====== PASSAGE SHOWN
In doing so, he has offered Britain a funhouse mirror in which to look.
Tunisia’s political purges were already underway when President Kais Saied, a former law professor and political novice, published a speech to his Security Council late in the evening of 21 February. Used to his pronouncements on traitors, terrorists and the latest international conspiracy against the state, there was little expectation that this latest salvo would differ. It did.
In fact, it sparked a fire that has since engulfed many of the poor neighbourhoods where the country’s undocumented black migrants shelter and eke out livings on precarious employment.
“The undeclared goal of the successive waves of illegal immigration is to consider Tunisia a purely African country that has no affiliation to the Arab and Islamic nations,” President Saied told his Security Council, going to on to stress the need to “put an end to this phenomenon quickly, especially as the uncontrolled immigrants from sub-Saharan Africa continue with violence [and] unacceptable crimes”.
The waves of violence that followed on the heels of his speech has shocked many Tunisians, more used to being lauded for their progressive values than their racism.
============
*LIST OF TASKS*:
A – Repeat word for word the part of the passage on President Saied's speech that begins at "In doing so, he" and stops after "differ. It did.".
B – Carry on writing the passage on President Saied's speech, starting after its final sentence.
====== INFORMATION SHOWN
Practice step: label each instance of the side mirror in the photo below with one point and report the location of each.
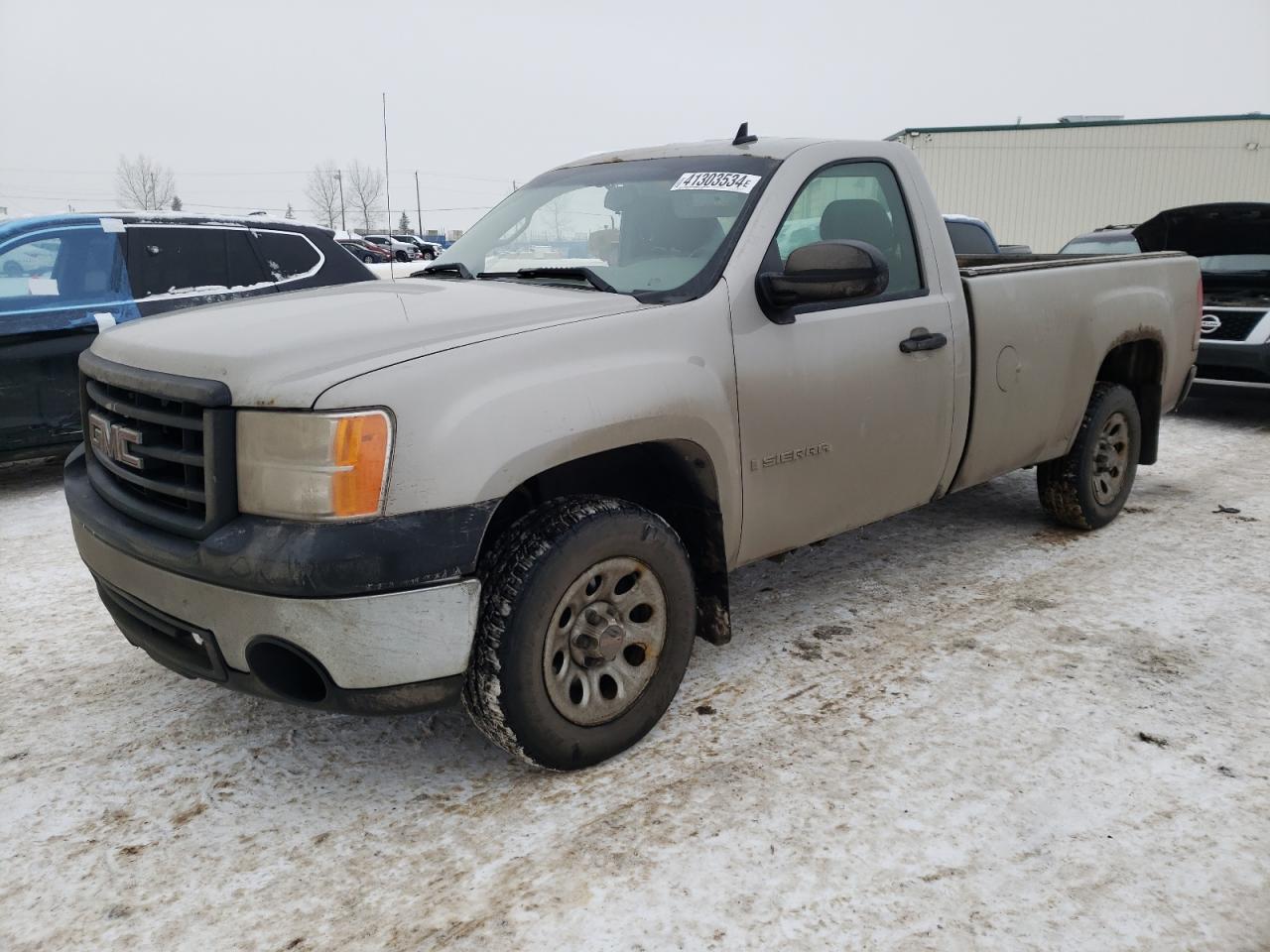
============
*ANSWERS BY TASK*:
A –
In doing so, he has offered Britain a funhouse mirror in which to look.
Tunisia’s political purges were already underway when President Kais Saied, a former law professor and political novice, published a speech to his Security Council late in the evening of 21 February. Used to his pronouncements on traitors, terrorists and the latest international conspiracy against the state, there was little expectation that this latest salvo would differ. It did.

B –
According to one ivorian waiting outside his embassy, it was like a switch being flipped. Since then, many migrant families have been dragged from their homes and seen their possessions burned in the street. Others, sleeping rough in the street outside the Tunis offices for the International Organisation for Migration (IOM), speak of rape or of being threatened with knives and machetes.
While shocking, this crackdown didn’t come out of the blue. It has emerged from a well of anger over an economy that continues to decline; gaps in supermarket shelves that continue to grow; and the cost of living which continues to climb beyond the reach of many.
All the while, rather than address the core problems facing Tunisia, its President – buoyed by a supportive media – has embarked on a populist witch-hunt of his political opponents and now one of the country’s most vulnerable groups.
The parallels closer to home are stark.
As the UK Government focuses its efforts on pushing through an immigration bill that it itself admits has only a 50% chance of meeting international legal thresholds, there are parallels between both sets of leaderships.
Like Tunisia’s President, Rishi Sunak Government is attempting to use populist nationalism and the wilful demonising of migrants as cover for its own gross economic mismanagement and flailing popularity.
While President Saied’s suspension of the Tunisian Parliament – widely regarded as ineffective and corrupt – in July 2021 was met by popular celebration, his almost monomaniacal fixation on redrawing the constitution at the expense of the economy has carried genuine impacts for the swathes of the population unaffected by his political vision.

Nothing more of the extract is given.